* Given problem: Beginning with the line where "the white damaged" appears, restate the lines word for word through the last one in the listing.

>> start Provided records

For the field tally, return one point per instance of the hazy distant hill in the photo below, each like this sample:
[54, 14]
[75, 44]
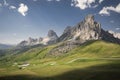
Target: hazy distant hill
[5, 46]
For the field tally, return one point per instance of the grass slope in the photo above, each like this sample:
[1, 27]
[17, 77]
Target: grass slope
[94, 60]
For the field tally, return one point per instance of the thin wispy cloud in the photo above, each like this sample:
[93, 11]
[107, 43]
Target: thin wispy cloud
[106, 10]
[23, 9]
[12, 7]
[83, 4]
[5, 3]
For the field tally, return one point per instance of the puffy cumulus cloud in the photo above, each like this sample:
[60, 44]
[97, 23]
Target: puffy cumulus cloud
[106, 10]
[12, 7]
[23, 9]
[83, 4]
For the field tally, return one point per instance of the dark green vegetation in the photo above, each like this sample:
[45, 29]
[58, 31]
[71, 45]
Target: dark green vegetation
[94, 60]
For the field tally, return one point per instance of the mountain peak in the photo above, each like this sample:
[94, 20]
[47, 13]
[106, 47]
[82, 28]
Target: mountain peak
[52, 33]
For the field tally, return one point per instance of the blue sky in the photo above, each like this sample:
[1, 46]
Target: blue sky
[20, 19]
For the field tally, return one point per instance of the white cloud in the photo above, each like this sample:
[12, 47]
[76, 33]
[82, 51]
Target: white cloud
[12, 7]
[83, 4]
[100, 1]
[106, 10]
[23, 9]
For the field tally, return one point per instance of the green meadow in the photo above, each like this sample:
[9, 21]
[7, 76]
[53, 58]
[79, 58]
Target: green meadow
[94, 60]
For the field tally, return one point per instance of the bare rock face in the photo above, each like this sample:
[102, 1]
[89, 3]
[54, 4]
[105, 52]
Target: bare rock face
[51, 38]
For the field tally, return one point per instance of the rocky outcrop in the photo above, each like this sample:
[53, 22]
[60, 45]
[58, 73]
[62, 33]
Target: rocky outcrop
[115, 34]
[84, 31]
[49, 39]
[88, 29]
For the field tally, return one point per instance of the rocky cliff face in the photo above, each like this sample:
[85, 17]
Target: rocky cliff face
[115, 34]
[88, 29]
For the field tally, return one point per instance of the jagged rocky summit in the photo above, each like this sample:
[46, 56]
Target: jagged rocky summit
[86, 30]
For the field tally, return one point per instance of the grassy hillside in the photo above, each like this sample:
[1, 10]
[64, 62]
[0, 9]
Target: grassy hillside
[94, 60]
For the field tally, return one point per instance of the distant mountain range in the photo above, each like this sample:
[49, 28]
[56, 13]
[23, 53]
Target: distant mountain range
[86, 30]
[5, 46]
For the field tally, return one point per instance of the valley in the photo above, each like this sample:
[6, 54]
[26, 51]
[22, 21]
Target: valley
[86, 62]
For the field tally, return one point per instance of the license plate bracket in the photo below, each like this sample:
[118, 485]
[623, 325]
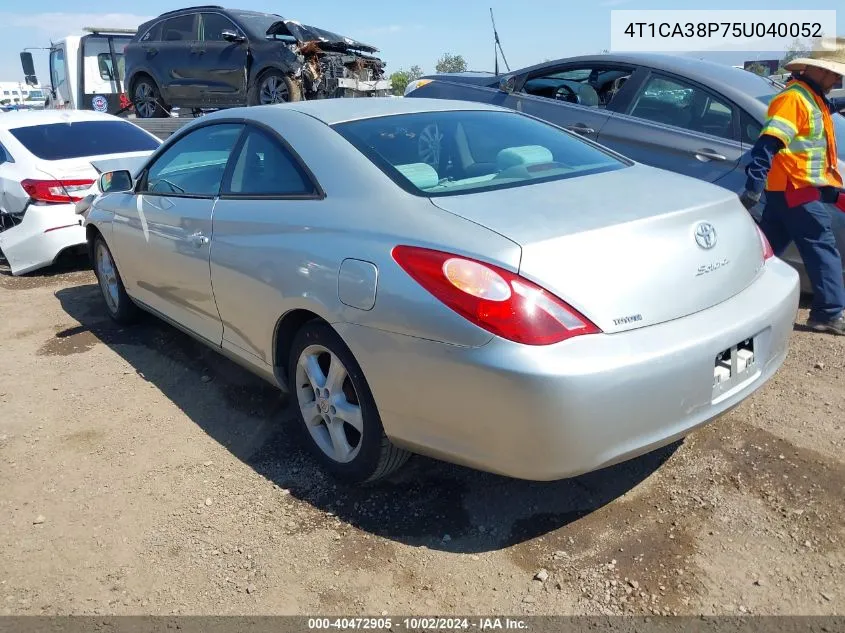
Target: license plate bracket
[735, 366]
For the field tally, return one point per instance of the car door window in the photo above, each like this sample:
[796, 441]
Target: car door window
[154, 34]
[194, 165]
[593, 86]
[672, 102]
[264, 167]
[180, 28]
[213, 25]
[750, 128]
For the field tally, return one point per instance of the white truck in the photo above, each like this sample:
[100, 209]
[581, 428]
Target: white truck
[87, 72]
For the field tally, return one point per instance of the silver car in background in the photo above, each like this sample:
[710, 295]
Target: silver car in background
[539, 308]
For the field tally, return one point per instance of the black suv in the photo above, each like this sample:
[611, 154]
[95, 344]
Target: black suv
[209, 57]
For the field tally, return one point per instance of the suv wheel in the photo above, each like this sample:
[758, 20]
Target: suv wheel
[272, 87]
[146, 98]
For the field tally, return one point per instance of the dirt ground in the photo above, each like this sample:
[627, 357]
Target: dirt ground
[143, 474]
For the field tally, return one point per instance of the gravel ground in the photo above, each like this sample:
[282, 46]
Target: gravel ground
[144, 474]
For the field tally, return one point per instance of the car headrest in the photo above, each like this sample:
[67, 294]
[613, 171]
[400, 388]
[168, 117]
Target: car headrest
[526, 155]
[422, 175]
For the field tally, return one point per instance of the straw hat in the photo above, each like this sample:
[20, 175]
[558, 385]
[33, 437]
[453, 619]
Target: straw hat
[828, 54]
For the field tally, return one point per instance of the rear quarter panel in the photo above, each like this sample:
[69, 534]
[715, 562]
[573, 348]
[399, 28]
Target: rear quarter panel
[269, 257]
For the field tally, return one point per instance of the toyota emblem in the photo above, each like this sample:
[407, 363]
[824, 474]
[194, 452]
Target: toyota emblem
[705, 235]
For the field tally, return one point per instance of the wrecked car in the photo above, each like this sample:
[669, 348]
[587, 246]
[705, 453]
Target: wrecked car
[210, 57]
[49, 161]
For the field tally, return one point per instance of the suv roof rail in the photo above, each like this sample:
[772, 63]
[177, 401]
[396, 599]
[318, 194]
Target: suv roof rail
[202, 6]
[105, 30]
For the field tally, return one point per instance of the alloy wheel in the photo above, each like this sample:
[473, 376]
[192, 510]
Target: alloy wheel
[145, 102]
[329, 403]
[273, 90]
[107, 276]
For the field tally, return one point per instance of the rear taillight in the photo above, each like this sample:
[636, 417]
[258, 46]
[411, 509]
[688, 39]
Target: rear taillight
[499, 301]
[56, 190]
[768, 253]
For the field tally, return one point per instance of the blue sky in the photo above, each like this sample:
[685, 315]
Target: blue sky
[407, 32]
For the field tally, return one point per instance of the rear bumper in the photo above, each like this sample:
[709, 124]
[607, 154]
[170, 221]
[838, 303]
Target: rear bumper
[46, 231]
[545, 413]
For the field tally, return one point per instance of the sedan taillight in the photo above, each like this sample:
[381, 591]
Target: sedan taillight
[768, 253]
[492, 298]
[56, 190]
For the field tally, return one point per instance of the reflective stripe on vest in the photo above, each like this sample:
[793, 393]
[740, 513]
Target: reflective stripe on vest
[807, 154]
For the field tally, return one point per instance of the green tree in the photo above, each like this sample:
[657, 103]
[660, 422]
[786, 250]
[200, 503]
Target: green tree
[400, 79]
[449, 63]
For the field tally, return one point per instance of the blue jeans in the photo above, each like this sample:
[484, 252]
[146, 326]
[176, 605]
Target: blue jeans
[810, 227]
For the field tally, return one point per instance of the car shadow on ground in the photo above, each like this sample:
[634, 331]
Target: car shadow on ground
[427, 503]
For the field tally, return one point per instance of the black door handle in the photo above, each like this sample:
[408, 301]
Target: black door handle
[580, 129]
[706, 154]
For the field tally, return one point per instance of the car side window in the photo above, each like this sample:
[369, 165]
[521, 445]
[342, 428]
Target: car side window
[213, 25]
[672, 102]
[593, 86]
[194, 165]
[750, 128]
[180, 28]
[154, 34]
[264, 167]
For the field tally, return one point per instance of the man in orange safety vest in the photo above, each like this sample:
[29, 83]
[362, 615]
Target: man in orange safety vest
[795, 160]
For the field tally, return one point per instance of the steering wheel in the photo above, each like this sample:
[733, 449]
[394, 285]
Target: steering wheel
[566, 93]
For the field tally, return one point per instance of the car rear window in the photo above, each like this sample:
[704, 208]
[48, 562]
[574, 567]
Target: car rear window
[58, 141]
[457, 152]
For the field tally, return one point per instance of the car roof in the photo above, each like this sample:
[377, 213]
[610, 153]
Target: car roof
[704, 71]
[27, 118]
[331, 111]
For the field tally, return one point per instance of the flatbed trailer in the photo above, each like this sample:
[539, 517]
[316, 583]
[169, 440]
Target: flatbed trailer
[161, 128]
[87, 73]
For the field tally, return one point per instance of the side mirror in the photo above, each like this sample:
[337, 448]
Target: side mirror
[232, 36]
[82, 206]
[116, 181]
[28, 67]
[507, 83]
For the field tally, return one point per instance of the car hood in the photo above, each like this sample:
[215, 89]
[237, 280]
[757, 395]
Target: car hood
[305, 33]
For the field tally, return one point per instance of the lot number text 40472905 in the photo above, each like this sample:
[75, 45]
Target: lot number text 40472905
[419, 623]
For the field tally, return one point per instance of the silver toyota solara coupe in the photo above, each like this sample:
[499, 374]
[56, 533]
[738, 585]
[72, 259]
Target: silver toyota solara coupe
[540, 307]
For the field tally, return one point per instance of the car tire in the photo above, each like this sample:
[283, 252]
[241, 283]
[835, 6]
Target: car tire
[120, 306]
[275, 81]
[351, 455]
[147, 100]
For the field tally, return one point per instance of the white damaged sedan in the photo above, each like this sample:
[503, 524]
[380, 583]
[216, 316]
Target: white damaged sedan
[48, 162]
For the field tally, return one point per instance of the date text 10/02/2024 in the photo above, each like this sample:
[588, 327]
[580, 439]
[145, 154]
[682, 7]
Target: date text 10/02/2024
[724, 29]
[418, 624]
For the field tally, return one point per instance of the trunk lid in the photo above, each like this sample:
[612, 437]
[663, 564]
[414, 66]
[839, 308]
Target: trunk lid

>> end Provided records

* In response:
For the field tally, return one point per instance of the white damaged sedan in the photo above, each like this sample:
[503, 524]
[380, 583]
[216, 316]
Target: white damaged sedan
[48, 162]
For the field tally, return one point per instance of the date text 10/02/2024 in the photo above, each like this sample:
[588, 327]
[580, 439]
[145, 154]
[682, 7]
Target: date text 10/02/2024
[724, 29]
[418, 624]
For the field tally, return one point per instance of the trunk lid in the photo above, each like this sample:
[612, 437]
[663, 564]
[414, 66]
[839, 308]
Target: trunk lid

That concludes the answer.